[Input data — start]

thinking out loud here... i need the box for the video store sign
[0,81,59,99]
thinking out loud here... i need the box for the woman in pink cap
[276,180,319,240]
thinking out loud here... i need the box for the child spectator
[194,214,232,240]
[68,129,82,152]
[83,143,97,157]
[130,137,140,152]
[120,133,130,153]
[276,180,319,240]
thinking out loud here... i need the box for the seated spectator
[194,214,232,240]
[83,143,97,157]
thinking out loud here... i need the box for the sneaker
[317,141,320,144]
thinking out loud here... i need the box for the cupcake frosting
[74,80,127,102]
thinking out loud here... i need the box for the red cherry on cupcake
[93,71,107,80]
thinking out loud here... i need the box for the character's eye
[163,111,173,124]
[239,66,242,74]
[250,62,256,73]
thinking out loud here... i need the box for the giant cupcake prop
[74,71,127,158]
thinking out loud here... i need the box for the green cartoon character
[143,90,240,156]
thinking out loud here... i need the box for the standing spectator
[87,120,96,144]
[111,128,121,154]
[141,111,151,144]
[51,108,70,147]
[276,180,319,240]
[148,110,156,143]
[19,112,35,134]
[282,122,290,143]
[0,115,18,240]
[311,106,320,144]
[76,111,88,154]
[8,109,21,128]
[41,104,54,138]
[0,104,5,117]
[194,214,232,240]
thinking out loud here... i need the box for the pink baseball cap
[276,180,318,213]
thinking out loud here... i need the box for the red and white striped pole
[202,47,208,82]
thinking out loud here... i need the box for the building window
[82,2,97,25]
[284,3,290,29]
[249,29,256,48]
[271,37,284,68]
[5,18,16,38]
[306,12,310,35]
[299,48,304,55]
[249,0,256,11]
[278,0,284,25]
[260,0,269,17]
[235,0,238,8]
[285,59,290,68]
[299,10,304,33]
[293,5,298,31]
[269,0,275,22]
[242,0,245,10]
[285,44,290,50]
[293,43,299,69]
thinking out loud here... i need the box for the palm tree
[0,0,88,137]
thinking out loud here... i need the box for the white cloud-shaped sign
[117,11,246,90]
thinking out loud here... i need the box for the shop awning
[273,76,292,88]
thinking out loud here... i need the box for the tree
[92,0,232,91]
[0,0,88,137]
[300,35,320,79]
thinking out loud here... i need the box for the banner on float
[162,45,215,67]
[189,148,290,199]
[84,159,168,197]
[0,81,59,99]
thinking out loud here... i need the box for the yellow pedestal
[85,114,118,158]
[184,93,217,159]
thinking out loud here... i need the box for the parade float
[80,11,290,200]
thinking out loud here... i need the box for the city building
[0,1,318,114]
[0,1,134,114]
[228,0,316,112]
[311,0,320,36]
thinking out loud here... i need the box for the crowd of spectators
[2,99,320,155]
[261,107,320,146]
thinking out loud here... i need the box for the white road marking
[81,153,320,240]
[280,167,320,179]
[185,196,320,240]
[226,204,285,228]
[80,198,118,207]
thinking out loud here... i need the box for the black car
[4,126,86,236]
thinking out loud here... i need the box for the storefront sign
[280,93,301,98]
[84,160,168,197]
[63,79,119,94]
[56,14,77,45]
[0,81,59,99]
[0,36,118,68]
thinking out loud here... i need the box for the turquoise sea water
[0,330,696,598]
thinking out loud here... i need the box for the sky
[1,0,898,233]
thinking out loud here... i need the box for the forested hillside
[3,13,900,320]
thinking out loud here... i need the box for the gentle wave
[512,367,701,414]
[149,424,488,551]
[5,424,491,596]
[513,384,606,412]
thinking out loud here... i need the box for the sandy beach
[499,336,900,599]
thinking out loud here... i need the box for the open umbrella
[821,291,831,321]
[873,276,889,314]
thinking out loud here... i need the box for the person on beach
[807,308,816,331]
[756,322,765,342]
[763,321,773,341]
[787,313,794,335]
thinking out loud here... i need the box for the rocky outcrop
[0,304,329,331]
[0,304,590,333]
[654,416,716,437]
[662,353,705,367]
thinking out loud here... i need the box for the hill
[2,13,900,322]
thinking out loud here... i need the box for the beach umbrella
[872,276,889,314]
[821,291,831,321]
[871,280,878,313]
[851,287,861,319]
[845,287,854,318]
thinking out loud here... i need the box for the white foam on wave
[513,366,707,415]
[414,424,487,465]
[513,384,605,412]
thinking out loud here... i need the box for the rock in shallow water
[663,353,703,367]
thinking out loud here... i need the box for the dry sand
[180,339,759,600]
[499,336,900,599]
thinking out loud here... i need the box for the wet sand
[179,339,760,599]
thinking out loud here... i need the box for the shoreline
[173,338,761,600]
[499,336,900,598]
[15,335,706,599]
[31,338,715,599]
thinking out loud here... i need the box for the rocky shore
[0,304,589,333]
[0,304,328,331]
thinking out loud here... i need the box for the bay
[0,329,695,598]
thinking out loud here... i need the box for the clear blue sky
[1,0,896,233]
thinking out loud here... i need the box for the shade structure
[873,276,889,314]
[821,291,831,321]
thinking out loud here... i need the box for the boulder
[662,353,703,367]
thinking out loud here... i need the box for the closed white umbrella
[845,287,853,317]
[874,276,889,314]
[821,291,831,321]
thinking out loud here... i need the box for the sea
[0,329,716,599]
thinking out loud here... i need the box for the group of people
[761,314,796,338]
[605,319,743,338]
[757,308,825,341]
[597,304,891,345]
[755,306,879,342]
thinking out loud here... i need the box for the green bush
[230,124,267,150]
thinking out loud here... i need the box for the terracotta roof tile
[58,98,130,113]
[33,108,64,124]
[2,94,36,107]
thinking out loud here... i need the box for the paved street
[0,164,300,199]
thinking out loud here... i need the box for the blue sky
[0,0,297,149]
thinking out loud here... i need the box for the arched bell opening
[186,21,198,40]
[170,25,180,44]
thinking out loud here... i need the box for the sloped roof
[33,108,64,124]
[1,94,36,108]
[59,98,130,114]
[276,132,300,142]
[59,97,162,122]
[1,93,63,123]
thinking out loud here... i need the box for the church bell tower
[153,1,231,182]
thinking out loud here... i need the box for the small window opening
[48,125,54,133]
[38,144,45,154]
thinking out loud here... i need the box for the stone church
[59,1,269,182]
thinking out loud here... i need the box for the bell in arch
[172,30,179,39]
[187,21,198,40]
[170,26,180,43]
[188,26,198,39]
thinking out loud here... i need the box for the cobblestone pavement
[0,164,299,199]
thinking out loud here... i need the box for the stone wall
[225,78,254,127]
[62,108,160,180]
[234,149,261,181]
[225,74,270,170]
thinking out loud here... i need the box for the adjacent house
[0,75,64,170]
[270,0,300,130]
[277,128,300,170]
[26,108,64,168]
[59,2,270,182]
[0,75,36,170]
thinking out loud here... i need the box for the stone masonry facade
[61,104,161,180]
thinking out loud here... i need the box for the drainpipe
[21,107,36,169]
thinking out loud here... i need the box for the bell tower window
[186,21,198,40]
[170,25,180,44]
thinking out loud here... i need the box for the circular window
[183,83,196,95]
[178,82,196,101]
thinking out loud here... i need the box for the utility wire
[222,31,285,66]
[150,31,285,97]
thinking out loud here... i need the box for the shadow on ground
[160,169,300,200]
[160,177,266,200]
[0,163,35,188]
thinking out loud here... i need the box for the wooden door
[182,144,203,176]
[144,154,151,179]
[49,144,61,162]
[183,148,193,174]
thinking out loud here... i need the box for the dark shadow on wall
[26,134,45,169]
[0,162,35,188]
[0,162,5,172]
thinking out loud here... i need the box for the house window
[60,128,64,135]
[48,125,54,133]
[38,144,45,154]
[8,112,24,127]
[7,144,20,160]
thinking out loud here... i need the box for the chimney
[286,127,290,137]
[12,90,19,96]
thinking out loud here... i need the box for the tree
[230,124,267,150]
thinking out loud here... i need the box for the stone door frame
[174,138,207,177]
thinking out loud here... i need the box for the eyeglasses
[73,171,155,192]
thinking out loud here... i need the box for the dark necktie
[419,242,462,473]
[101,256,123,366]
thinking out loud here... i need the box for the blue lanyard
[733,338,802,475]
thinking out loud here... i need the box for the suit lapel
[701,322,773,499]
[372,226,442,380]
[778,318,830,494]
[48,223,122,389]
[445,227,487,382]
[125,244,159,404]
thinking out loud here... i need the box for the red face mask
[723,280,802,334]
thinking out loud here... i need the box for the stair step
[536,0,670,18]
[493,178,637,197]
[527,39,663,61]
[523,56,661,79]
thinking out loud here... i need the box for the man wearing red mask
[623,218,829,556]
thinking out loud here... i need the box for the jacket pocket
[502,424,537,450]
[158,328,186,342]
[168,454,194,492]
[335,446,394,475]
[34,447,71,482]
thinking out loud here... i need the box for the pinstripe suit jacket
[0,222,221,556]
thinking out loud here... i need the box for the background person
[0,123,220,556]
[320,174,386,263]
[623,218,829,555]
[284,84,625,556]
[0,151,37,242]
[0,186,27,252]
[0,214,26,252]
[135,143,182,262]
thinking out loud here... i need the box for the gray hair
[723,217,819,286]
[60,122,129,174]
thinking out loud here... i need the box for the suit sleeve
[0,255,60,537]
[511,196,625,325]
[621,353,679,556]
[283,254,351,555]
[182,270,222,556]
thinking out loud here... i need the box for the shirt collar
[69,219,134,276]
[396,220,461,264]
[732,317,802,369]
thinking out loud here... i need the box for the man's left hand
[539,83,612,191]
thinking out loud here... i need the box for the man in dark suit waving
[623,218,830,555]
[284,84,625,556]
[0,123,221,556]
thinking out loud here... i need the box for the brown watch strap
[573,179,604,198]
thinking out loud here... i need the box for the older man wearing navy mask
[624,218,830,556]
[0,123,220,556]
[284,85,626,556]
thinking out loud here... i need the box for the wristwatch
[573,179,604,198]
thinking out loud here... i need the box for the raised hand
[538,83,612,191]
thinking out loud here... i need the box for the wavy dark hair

[Input data — finish]

→ **Goal of the exercise**: Your answer must be the lines from the one containing "thinking out loud here... i need the box for the stair" through the last line of the entries, copied exactly, with no other lines.

→ **Solved problem**:
thinking out loud here... i need the box for the stair step
[536,0,670,18]
[493,178,637,197]
[527,39,663,61]
[523,56,661,79]
thinking out loud here... i need the box for the man wearing red mask
[623,218,829,556]
thinking out loud here... i need the box for the jacket pocket
[502,424,537,450]
[158,328,186,342]
[168,454,194,492]
[335,446,394,475]
[34,447,71,482]
thinking out loud here... i need the box for the pinstripe suit jacket
[0,222,221,556]
thinking out loud here... i need the box for the background person
[0,123,220,556]
[320,174,386,263]
[623,218,829,555]
[284,84,625,556]
[0,151,37,242]
[0,186,27,252]
[0,214,26,252]
[135,143,182,262]
thinking out loud here... i need the box for the gray hair
[723,217,819,286]
[60,122,129,174]
thinking out loud here... i need the box for the suit sleeve
[0,255,60,537]
[511,196,625,325]
[621,353,679,556]
[283,254,351,555]
[182,270,222,556]
thinking out loud here... i need the box for the shirt collar
[69,219,134,276]
[396,220,461,264]
[732,317,802,369]
thinking out loud here... i need the box for the man's left hand
[539,83,612,191]
thinking out loud here... i need the box for the man in dark suit waving
[623,218,830,555]
[284,84,625,556]
[0,123,221,556]
thinking out loud here... i need the box for the brown watch strap
[573,179,604,198]
thinking out loud here... i need the box for the older man wearing navy mask
[624,218,830,556]
[0,123,220,556]
[284,85,626,556]
thinking out loud here... i need the box for the wristwatch
[573,179,604,198]
thinking out loud here... i need the box for the raised hand
[538,83,612,191]
thinking out loud here... i need the box for the wavy dark hair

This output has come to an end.